"""

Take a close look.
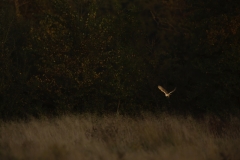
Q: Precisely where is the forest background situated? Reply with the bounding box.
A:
[0,0,240,120]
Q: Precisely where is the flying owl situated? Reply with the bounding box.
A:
[158,85,176,98]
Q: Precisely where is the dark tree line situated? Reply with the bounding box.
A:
[0,0,240,120]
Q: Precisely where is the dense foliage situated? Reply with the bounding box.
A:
[0,0,240,119]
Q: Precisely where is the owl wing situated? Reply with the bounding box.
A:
[158,85,168,94]
[169,88,176,94]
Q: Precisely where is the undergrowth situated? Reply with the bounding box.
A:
[0,113,240,160]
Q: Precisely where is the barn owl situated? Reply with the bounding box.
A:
[158,85,176,98]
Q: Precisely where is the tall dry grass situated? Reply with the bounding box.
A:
[0,113,240,160]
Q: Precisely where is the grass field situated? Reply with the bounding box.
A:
[0,113,240,160]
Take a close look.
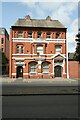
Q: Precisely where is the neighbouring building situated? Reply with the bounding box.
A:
[0,28,9,59]
[0,27,9,75]
[68,53,80,79]
[9,15,68,79]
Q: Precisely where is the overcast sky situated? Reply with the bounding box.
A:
[0,0,80,52]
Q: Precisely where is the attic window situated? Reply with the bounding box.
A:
[28,32,32,38]
[18,32,22,38]
[46,33,51,38]
[56,32,60,39]
[37,32,42,38]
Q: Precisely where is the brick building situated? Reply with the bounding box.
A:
[0,28,9,74]
[9,15,68,78]
[68,53,80,79]
[0,27,9,59]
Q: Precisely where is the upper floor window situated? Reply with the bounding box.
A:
[37,32,42,38]
[21,46,24,53]
[1,38,4,44]
[16,46,19,54]
[16,45,24,54]
[37,45,43,55]
[55,45,62,54]
[42,62,50,73]
[18,32,22,38]
[56,32,60,39]
[46,33,51,38]
[1,47,4,52]
[28,32,32,38]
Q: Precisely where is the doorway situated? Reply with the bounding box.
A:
[54,65,62,77]
[16,66,23,78]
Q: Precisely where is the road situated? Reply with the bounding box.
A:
[2,95,79,118]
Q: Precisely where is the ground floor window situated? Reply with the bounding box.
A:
[42,62,50,74]
[29,62,37,74]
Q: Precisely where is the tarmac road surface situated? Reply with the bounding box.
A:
[2,95,79,118]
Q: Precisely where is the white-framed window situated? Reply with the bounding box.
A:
[56,32,60,39]
[55,45,62,54]
[16,46,19,53]
[28,32,32,38]
[21,46,24,54]
[46,33,51,38]
[37,45,43,55]
[42,62,50,74]
[29,62,37,73]
[18,32,22,38]
[16,45,24,54]
[37,32,42,38]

"""

The task: Without the pictures, print the records in full, exactly as they appear.

Your response:
Take a close look.
Q: Precisely where is the forest background situated? Reply with the bounding box.
A:
[0,0,240,120]
Q: Precisely where is the flying owl situated? Reply with the bounding box.
A:
[158,85,176,98]
Q: Precisely where is the dark tree line situated? Reply with the bounding box.
A:
[0,0,240,120]
Q: Precisely where is the dense foliage situated? Reply with the bounding box.
A:
[0,0,240,119]
Q: Precisely where is the owl wing situated? Reply with the bounding box.
A:
[158,85,168,94]
[169,88,176,94]
Q: Precisely where is the undergrowth situated? Reply with the bounding box.
A:
[0,113,240,160]
Q: Precisely where is the barn owl situated? Reply with the bounding box.
A:
[158,85,176,98]
Q: Precisely where is the tall dry grass situated? Reply with the bounding box.
A:
[0,113,240,160]
Q: Precisely where is the grass field situated? Reply with the bounding box.
A:
[0,113,240,160]
Take a close look.
Q: Precisely where is the neighbouring building situated? Reply with the bounding box.
A:
[0,28,9,59]
[0,27,9,75]
[68,53,80,79]
[9,15,68,79]
Q: Precisely where is the overcast sky situated? Reply with the bounding box.
A:
[0,0,80,52]
Q: Precisely where is the attic window situated? Reply with the bounding box.
A:
[28,32,32,38]
[18,32,22,38]
[46,33,51,38]
[56,32,60,39]
[37,32,42,38]
Q: Precisely where is the brick building situated? Reply with the bounding box.
A:
[0,28,9,74]
[9,15,68,78]
[68,53,80,79]
[0,27,9,59]
Q: Precisely where is the upper floor window situated? Reply with the bounding box.
A:
[37,32,42,38]
[21,46,24,53]
[1,38,4,44]
[16,46,19,54]
[16,45,24,54]
[37,45,43,55]
[55,45,62,54]
[42,62,50,73]
[18,32,22,38]
[56,32,60,39]
[46,33,51,38]
[1,47,4,52]
[28,32,32,38]
Q: Precisely where is the doorway situated? Reply with the bounding box.
A:
[54,65,62,77]
[16,66,23,78]
Q: Precisely where is the road situated? Reply with the bounding box.
A:
[2,95,79,118]
Q: Precisely where is the ground floor window situated? Reply with the bounding box.
A:
[42,62,50,74]
[29,62,37,74]
Q: Precisely where is the tarmac road surface situated? Reply with the bounding box.
A:
[2,95,79,118]
Q: Precisely where is the white-framed window situated? Reply with the bounding box.
A:
[56,32,60,39]
[55,45,62,54]
[16,46,19,53]
[28,32,32,38]
[21,46,24,54]
[46,33,51,38]
[37,45,43,55]
[42,62,50,74]
[29,62,37,73]
[18,32,22,38]
[16,45,24,54]
[37,32,42,38]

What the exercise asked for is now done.